▸ **Data for this task**:
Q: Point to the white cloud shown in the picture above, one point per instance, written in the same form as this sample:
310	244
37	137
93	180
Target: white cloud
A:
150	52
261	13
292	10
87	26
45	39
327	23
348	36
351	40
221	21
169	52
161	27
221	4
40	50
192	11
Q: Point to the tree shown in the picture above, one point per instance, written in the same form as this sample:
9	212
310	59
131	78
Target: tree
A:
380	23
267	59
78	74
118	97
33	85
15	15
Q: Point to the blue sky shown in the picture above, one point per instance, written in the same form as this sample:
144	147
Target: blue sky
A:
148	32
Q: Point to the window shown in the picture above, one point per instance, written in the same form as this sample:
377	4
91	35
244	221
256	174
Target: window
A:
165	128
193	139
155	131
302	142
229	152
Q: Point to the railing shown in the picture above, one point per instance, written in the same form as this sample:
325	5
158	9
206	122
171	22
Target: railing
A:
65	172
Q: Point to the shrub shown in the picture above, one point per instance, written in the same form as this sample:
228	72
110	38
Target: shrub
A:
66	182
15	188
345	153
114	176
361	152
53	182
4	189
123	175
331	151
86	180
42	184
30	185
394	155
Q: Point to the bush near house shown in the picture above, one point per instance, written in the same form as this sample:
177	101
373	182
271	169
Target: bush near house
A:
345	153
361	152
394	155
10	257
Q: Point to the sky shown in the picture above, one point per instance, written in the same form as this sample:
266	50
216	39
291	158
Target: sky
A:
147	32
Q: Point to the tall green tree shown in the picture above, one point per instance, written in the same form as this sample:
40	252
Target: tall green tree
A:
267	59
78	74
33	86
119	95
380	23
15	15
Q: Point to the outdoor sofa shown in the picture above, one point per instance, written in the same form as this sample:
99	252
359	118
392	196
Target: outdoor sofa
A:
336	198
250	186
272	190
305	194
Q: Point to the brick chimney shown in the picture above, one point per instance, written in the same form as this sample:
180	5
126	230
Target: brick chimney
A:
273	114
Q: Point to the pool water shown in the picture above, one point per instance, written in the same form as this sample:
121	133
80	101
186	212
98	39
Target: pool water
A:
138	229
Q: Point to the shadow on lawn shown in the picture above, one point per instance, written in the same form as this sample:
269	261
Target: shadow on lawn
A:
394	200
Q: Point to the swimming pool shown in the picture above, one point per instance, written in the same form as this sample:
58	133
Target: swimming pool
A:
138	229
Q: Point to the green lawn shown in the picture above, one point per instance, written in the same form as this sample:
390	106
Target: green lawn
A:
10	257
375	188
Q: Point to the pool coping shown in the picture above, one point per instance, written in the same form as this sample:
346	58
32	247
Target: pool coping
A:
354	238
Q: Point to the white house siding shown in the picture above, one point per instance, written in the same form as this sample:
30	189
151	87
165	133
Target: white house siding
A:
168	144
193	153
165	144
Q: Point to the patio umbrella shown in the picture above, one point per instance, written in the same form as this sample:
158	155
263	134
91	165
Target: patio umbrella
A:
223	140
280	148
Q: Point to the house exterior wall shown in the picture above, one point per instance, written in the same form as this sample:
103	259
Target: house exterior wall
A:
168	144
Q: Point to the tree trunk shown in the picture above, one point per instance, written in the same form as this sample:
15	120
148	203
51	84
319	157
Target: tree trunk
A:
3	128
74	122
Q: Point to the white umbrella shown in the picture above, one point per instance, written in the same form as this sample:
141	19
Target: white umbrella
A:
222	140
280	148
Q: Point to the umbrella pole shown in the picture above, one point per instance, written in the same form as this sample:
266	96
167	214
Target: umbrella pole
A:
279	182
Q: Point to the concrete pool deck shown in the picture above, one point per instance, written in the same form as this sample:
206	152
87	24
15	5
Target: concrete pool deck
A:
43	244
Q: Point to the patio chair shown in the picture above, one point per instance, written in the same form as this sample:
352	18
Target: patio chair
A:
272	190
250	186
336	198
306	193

▸ **Challenge**: Could you give every record above again with "one point per instance" changed to "one point for each instance" and nothing else altered?

▸ **Expected answer**:
Q: Point to the white cloud shown in the picture above, one point for each instance, written in the same form as this sample:
310	244
37	137
93	180
Target: white cloud
A:
150	52
261	13
292	10
87	26
45	39
327	23
348	36
351	40
221	21
169	52
161	27
221	4
40	50
192	11
Q: Point to the tree shown in the picture above, one point for each instance, written in the same form as this sample:
9	212
310	59
131	78
Target: tree
A:
380	23
267	59
78	74
118	97
33	85
15	15
Q: Point to the blue sky shown in the picture above, one point for each instance, written in the same form as this sample:
144	147
Target: blue sky
A:
148	32
Q: Point to the window shown in the picture above, one point for each instance, written in the same form as this sample:
377	4
91	35
244	221
256	174
Target: window
A:
165	128
193	139
155	131
302	142
229	152
Q: Point to the railing shown in the picture above, one point for each instance, written in the same form as this sample:
325	5
158	9
206	122
171	22
Target: railing
A:
65	172
Q: Point to the shrub shown in the picture above, one point for each instance, written in the same form as this sample:
228	72
110	38
Target: shrub
A:
66	182
15	188
345	153
114	176
361	152
53	182
4	189
123	175
331	151
86	180
42	184
30	185
394	155
Q: Point to the bush near house shown in the picture above, one point for each instance, written in the same form as this sample:
177	101
373	182
271	169
Target: bush near house
A:
345	153
361	152
394	155
10	257
Q: Point to the sky shown in the picture above, one point for each instance, written in the same form as this sample:
266	50
216	39
291	158
Target: sky
A:
147	32
Q: Point to the tall green tree shown in the picture above, one point for each instance, written in the same form as this sample:
40	252
Target: tall green tree
A:
267	59
78	74
33	86
119	95
380	23
15	15
Q: Point to the outdoor sofa shown in the picture above, one point for each instance, written in the same form as this sample:
99	252
359	118
392	196
Target: outdoor sofa
A:
336	198
250	186
272	190
305	194
Q: Point to the brick chimney shown in the picture above, one point for each instance, written in the same form as this sample:
180	5
126	230
Target: brick chimney
A:
273	114
Q: Point to the pool water shown in the picture above, one point for each instance, written in the same form as this sample:
121	133
80	101
186	212
98	39
Target: pool water
A:
138	229
Q: Point to the shadow on lawn shown in the picture above, one point for each instance, written in the same form as this sample:
269	261
Target: shadow on lawn
A:
394	200
Q: Point to the swimming pool shown in the picture above, one point for each instance, written in the same form as this sample:
58	133
Target: swimming pool
A:
138	229
Q: Point to the green lawn shown in the picture above, one point for each instance, written in the same form as this sample:
390	106
Target: green lawn
A:
10	257
375	188
Q: Point to the pool coping shown in the picture above, one point for each instance, written in the same form as this sample:
346	58
32	247
Target: pool coping
A:
354	238
Q: Point to the white house siding shown in the picture above, one point for each instance, written in the same form as this sample:
30	189
151	87
165	133
Target: white house siding
A:
168	144
193	153
165	144
Q: Point to the patio umbrella shown in the picture above, one point for each instance, written in the same form as this sample:
158	155
263	134
91	165
Target: patio umbrella
A:
223	140
280	148
Q: Point to the house exterior wall shown in the picture above, one point for each instance, written in the same form as this sample:
103	259
Target: house exterior wall
A:
168	144
Q: Point to the tree trunk shown in the picture above, one point for each instance, written in the same form as this sample:
15	120
148	203
51	84
319	157
Target: tree trunk
A:
3	128
74	122
Q: Point to the white umbrella shown in the picture above, one point for each instance, written in the same form as this sample:
141	19
Target: white umbrella
A:
222	140
280	148
Q: Point to the umbrella pole shown in the picture above, one point for each instance, written in the same form as this sample:
266	96
167	214
Target: umbrella pole
A:
279	182
Q: Point to the concrete pool deck shown in the picture above, one point for each instance, written in the same form as this sample:
206	152
87	24
15	5
Target: concrete pool deck
A:
43	244
Q: Point to the patio chair shown in the picture above, one point for each instance, written in the same form as this sample:
352	18
Target: patio chair
A:
272	190
250	186
336	198
306	193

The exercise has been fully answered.